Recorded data
= = = = =
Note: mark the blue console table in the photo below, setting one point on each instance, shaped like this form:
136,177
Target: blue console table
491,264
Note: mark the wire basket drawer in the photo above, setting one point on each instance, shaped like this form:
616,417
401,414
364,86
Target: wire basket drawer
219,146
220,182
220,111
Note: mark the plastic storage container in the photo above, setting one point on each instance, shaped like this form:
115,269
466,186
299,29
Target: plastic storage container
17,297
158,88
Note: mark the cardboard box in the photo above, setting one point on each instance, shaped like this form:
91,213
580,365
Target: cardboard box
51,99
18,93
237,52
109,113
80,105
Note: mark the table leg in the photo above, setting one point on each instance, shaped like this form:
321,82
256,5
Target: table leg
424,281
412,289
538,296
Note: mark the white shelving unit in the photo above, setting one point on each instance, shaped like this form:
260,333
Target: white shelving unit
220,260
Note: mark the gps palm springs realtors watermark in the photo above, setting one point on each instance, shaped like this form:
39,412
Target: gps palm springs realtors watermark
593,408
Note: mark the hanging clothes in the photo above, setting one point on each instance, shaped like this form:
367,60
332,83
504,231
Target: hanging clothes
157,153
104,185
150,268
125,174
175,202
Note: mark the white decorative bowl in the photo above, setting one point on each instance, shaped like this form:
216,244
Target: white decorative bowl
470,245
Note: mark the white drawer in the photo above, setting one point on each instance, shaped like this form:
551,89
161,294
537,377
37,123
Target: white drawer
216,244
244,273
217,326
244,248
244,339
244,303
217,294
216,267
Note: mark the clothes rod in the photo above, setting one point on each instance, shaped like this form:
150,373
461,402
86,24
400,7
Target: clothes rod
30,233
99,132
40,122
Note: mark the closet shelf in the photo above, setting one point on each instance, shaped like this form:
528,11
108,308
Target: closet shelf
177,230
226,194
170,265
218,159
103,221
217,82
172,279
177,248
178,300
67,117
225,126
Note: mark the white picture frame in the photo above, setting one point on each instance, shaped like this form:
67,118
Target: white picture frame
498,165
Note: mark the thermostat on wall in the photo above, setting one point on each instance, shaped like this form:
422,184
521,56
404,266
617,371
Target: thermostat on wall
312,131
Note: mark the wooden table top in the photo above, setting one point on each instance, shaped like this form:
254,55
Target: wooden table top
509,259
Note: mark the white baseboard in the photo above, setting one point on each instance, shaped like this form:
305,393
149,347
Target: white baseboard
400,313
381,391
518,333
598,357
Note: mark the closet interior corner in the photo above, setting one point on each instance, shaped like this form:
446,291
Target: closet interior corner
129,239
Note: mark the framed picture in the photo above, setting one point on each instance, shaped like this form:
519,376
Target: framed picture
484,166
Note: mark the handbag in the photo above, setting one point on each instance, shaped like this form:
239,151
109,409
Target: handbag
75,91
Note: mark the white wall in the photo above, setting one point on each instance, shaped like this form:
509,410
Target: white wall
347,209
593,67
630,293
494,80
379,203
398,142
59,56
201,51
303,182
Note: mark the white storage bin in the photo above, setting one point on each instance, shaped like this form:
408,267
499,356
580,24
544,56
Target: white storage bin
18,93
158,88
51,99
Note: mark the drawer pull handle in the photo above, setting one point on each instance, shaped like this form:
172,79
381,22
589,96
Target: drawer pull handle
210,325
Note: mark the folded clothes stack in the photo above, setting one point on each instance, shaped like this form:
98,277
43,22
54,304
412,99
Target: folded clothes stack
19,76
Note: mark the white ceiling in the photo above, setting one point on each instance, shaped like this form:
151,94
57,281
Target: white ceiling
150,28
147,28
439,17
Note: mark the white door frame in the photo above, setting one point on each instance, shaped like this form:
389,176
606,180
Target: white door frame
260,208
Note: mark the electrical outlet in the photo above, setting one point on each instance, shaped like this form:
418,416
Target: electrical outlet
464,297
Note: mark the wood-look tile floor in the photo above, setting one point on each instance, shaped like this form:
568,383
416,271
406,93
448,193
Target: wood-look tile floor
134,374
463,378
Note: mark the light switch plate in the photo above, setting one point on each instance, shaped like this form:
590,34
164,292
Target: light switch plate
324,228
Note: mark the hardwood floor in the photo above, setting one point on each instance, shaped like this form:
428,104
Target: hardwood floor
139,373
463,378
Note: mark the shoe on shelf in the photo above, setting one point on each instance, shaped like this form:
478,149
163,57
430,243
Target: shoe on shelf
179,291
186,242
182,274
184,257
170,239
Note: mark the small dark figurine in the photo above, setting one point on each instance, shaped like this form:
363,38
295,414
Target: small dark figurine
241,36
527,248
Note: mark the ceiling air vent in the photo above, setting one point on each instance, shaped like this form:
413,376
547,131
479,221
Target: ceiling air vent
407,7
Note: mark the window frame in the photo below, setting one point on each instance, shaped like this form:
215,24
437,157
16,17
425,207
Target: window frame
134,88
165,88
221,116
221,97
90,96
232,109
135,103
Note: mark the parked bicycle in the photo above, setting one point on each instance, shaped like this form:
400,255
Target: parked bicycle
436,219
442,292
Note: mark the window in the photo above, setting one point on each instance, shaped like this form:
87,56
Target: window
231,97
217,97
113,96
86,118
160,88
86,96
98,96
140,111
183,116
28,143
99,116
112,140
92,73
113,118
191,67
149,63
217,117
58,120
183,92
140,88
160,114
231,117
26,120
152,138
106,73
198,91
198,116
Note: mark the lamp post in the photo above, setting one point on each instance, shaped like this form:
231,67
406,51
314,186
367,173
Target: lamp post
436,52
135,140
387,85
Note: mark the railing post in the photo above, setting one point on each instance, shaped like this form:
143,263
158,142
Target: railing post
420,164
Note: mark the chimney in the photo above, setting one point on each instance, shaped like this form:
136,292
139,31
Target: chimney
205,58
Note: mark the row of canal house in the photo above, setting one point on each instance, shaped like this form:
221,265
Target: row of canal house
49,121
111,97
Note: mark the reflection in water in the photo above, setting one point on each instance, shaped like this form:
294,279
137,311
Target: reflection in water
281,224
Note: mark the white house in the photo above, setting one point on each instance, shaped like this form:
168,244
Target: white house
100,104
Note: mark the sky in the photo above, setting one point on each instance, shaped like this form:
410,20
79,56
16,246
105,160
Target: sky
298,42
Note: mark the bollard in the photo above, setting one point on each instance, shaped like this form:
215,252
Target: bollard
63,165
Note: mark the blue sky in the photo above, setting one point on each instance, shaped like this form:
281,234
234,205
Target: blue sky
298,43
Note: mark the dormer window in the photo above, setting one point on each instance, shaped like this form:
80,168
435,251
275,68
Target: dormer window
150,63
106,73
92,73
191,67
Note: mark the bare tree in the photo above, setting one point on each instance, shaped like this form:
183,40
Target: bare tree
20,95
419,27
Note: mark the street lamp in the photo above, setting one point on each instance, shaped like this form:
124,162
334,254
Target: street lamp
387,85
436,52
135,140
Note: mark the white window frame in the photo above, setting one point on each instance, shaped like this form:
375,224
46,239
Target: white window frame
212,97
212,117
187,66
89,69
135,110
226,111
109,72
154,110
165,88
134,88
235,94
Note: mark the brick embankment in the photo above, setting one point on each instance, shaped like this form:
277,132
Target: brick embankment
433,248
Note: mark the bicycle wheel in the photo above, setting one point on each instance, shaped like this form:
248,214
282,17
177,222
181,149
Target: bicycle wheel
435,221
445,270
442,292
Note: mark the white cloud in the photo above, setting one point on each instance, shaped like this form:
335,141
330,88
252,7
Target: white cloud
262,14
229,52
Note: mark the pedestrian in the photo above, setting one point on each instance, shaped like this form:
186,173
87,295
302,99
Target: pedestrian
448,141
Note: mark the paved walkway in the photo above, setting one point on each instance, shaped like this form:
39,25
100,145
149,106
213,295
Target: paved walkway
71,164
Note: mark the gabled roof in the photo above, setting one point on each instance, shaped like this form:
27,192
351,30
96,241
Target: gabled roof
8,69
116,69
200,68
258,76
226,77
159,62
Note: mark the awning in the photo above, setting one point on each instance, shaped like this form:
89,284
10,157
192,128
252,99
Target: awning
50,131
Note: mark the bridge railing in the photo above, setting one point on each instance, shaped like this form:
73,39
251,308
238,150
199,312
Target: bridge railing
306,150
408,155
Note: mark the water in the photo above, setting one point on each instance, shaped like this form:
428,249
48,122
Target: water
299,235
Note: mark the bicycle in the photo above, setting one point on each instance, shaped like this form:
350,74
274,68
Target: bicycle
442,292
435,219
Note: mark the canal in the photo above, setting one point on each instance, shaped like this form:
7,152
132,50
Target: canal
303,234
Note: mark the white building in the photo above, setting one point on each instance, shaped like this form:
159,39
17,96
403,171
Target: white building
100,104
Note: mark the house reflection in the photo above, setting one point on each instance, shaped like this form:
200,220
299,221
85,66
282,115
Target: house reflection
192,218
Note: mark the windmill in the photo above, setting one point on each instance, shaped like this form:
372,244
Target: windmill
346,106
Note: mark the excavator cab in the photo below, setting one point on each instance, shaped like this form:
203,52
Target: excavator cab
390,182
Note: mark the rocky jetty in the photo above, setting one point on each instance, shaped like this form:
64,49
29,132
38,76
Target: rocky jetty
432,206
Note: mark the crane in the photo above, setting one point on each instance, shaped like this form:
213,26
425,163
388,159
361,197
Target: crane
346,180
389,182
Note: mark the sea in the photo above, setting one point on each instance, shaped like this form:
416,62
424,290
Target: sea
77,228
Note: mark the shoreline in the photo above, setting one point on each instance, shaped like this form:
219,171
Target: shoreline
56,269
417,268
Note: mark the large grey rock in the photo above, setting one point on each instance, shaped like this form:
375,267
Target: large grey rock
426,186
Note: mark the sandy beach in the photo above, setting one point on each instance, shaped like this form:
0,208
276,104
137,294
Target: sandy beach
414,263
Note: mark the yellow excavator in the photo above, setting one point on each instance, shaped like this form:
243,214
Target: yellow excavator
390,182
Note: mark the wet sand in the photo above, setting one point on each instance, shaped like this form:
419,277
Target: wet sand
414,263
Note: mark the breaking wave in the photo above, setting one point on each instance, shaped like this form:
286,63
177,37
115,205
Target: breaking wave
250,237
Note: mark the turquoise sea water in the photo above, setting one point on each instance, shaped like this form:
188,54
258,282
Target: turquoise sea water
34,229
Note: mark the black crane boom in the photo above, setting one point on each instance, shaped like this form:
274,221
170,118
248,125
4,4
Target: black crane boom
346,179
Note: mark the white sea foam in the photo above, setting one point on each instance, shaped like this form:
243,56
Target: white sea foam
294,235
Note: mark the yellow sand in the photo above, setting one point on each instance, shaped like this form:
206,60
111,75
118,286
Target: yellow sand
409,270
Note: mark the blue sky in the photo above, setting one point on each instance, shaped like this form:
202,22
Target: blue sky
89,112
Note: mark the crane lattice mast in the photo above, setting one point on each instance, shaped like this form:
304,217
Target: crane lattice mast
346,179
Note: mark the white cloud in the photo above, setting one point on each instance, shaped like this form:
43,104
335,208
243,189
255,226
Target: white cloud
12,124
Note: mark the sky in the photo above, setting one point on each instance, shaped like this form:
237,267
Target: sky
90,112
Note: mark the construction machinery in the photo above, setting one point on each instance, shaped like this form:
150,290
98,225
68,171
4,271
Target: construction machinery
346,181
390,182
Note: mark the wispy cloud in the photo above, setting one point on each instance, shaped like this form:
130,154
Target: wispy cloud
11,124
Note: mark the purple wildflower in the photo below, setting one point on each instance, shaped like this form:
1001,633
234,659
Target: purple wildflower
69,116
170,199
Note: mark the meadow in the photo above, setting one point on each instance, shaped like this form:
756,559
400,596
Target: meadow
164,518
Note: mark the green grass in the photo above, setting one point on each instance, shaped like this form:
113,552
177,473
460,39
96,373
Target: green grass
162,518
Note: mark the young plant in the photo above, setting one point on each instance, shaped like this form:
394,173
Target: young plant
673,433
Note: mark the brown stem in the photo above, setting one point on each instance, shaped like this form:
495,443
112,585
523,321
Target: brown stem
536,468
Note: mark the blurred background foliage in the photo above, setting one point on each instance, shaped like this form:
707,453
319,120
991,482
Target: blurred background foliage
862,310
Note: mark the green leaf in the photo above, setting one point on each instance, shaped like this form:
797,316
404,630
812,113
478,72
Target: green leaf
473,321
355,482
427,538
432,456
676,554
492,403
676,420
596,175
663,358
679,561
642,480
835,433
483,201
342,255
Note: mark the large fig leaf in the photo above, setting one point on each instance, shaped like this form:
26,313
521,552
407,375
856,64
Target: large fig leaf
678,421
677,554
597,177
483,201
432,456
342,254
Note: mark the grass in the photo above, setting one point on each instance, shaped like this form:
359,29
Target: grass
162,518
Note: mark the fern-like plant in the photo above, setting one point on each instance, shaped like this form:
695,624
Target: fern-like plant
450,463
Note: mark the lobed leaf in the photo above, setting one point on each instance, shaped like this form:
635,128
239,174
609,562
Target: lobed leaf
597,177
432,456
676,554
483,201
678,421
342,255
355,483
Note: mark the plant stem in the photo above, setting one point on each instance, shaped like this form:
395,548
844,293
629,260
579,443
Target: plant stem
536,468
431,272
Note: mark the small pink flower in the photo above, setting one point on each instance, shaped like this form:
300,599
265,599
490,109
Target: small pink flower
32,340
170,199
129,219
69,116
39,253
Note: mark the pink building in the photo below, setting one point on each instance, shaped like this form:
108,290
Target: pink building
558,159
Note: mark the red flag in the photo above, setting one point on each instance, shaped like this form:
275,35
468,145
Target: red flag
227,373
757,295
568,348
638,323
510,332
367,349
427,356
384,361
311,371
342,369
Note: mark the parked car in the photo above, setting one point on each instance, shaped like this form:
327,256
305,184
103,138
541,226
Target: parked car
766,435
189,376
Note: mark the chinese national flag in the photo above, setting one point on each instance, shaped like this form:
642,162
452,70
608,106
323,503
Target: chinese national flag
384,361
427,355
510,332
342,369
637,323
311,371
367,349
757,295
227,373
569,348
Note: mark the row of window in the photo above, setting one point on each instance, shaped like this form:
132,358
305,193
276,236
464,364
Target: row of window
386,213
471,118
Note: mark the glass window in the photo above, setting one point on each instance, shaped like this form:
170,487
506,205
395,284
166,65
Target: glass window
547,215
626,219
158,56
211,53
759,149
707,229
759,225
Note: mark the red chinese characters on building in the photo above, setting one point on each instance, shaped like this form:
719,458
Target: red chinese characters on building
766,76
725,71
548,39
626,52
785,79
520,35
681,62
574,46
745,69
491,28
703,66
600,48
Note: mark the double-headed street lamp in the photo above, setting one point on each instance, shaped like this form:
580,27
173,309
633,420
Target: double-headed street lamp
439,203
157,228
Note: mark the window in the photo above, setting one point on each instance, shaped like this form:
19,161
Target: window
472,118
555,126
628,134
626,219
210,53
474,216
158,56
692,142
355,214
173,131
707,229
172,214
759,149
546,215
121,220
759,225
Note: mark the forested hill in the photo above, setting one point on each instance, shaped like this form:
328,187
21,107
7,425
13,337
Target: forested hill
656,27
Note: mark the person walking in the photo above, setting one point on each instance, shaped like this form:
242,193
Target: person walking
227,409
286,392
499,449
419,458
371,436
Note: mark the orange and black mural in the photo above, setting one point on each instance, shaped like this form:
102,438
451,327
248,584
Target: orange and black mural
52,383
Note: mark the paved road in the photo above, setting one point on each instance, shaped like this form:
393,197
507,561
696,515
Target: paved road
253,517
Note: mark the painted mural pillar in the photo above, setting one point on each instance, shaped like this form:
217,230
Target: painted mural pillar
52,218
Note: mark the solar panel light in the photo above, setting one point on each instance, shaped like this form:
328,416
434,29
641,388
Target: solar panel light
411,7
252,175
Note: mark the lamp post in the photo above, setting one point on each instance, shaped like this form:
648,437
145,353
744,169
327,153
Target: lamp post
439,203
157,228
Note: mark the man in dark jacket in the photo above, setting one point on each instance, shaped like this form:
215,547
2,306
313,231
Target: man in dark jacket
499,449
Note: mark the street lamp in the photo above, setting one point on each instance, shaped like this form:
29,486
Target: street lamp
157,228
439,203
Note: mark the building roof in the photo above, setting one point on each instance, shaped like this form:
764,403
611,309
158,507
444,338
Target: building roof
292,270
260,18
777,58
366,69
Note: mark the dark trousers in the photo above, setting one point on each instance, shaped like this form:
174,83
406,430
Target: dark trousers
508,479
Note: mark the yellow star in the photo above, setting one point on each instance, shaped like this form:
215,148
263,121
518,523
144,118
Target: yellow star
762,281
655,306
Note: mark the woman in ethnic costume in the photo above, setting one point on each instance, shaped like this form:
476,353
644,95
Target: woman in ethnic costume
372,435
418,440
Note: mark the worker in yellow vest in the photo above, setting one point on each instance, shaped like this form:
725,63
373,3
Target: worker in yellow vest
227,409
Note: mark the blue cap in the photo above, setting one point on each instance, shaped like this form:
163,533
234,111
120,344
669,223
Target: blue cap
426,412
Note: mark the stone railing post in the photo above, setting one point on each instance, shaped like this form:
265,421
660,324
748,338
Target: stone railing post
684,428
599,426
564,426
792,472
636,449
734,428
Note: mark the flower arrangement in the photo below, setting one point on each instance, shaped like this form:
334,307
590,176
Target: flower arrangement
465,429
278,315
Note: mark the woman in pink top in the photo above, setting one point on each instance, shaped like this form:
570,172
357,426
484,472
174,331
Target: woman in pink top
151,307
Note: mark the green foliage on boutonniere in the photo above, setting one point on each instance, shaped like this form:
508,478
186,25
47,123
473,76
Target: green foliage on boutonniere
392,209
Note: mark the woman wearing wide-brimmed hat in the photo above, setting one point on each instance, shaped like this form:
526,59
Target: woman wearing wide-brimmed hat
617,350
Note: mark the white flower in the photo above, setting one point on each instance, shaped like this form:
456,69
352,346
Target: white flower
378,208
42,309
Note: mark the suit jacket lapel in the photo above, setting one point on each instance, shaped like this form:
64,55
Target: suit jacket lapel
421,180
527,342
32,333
= = = = =
WORK REQUIRED
Take the line in which "Note: mark the stone" occurs and each subsequent line through the end; give these lines again without alteration.

TASK RESULT
Note: mark the stone railing post in the photo above, setting one point on each instance, shaped like this form:
265,421
660,324
748,338
Target: stone railing post
684,428
599,426
564,426
792,472
636,449
734,428
Note: mark the flower arrangement in the photo below, setting one point on each instance, shaped like this form:
334,307
590,176
Target: flower arrangement
465,429
278,315
Note: mark the woman in pink top in the photo above, setting one point on each instance, shaped like this form:
570,172
357,426
484,472
174,331
Target: woman in pink top
151,307
Note: mark the green foliage on boutonniere in the photo above, setting one point on each instance, shaped like this form:
508,478
186,25
47,123
473,76
Target: green foliage on boutonniere
392,209
Note: mark the woman wearing wide-brimmed hat in the photo above, setting one point on each instance, shaped like this form:
526,59
Target: woman wearing wide-brimmed hat
617,350
Note: mark the white flower in the photo above, setting one point on each instance, shaped like this form:
456,69
352,346
Target: white flower
378,208
42,309
Note: mark the suit jacket lapel in the photo above, setting one point on each instance, shaped like this form:
64,55
Target: suit jacket lapel
421,180
527,342
32,333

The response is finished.